Let me tell you about my personal "Behind the Candelabra." I grew up a faithful Mormon in Las Vegas. When my parents got divorced the shame made me act out--as Liberace. I found these photos of me impersonating the Legend and I had to chuckle. A picture is worth a thousand words, especially when taken in a Mormon meeting house--or ward house. Oh the memories of seminary, volley ball, and all these Las Vegas Mormon. We are a different breed of Mormon for sure.
Here's an excerpt from my book about the experience.
"And for anyone who's still not convinced [I'm gay], I'm famous for the Liberace impersonation I did at a church talent show when I was seventeen. I came out from the wings holding a candelabra, wearing my high school madrigal prince charming costume (I designed it myself, sewed on all the pearls by hand). I had on tights and my mom's full-length chinchilla [actually it was her silver fox]. I played 'Rustles of Spring' [and Claire de Lune!], then swapped "funeral potato" recipes with the Relief Society sisters on the front row. 'Not too much sour cream, Sister Edwards!"

□ □ □ □ □ □ □

TASKS:
**1)** In the Liberace post, how old was the writer when doing the Liberace impersonation at the church talent show?
**2)** Translate this sentence from the Liberace post into Spanish: "Here's an excerpt from my book about the experience."
**3)** Extend the Liberace post beyond its last sentence.
The material that comes next is separate from the Liberace post.

DATASET EXTRACT:
□ □ □ □ □ □ □

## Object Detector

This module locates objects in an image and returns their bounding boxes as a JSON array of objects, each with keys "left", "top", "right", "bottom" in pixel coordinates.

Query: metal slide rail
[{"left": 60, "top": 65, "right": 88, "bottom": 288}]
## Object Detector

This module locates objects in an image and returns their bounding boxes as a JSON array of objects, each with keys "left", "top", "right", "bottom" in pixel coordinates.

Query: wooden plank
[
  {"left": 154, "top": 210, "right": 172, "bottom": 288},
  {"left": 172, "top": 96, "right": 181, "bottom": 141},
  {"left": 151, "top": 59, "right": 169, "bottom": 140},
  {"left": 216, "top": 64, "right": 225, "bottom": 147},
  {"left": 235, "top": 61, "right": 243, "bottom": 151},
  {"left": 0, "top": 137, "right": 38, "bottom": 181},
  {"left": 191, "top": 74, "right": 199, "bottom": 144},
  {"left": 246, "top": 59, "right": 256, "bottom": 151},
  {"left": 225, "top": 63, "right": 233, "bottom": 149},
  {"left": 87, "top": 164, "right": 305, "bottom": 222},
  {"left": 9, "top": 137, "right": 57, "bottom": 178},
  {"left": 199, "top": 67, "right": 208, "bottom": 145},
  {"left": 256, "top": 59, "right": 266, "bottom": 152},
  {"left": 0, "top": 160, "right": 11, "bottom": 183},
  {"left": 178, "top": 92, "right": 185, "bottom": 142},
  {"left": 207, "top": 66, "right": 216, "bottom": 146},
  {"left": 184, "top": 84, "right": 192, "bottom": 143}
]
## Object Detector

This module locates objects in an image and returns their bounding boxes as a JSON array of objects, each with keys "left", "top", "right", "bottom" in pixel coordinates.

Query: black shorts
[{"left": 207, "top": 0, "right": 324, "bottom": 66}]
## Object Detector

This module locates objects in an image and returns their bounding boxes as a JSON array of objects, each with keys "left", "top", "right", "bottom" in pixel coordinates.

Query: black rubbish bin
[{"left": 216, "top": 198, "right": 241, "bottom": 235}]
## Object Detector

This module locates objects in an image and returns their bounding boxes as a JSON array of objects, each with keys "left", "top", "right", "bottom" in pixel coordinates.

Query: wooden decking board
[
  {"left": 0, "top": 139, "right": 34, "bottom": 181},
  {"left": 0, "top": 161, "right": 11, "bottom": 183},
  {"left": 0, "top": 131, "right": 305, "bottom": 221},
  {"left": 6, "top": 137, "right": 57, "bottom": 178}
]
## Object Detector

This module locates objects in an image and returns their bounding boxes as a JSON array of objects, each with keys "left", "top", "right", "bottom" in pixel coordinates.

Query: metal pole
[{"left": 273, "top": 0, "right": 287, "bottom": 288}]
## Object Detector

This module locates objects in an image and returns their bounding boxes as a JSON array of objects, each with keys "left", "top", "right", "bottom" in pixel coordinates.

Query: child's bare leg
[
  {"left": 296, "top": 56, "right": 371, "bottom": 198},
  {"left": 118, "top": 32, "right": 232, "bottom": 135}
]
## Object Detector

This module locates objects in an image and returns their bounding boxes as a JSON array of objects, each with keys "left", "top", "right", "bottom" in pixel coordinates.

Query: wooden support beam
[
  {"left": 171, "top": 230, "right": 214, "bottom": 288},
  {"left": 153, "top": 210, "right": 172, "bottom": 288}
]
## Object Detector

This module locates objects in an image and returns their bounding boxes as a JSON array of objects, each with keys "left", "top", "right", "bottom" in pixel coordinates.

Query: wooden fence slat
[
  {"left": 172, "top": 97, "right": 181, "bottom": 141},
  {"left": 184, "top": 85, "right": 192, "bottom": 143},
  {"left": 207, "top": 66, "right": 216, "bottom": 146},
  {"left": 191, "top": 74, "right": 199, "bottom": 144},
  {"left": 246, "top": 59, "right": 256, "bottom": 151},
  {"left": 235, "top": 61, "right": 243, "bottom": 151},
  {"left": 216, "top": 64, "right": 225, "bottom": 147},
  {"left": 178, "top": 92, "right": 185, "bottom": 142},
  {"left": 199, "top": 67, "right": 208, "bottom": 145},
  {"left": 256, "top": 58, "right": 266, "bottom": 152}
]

□ □ □ □ □ □ □

ANSWERS TO THE PROBLEMS:
**1)** Seventeen.

**2)** Aquí hay un fragmento de mi libro sobre la experiencia.

**3)**
Buy the book on Amazon, Confessions of a Mormon Boy: Behind the Scenes of the Off-Broadway Hit (Lambda Literary Award Finalist): http://www.amazon.com/Confessions-Mormon-Boy-Behind-off-Broadway/dp/B007MXO1H6/ref=sr_1_1?ie=UTF8&qid=1370915352&sr=8-1&keywords=Confessions+of+a+Mormon+Boy+Book
I must say that the candelabra was actually a menorah. My mom's side of the family went to Israel once a year like all good upper-middle class nouveau riche Mormons to loot the Holy Land of all its olive wood figurines and anything made of brass. [Mom's side of the family is now broke! Now just Mormon White Trash with Champagne Taste on a Beer Income.] I grew up in what could have been a Jewish book store on the Upper West Side. I am NOT kidding. It just goes to show that Mormons are wannabe Jews. And so I grabbed the closest "candelabra" I could find for my skit. I hope it's not offensive or disrespectul. I was totally oblivious to what was going on including the irony of playing Liberace.
Later I would live part of Liberace's ex-lover's experiences. Minus the plastic surgery, but enter recovery!
Keep playing the piano and singing no matter what culture you come from! And light a candle for all of us!
Is it any wonder at all that I love you?!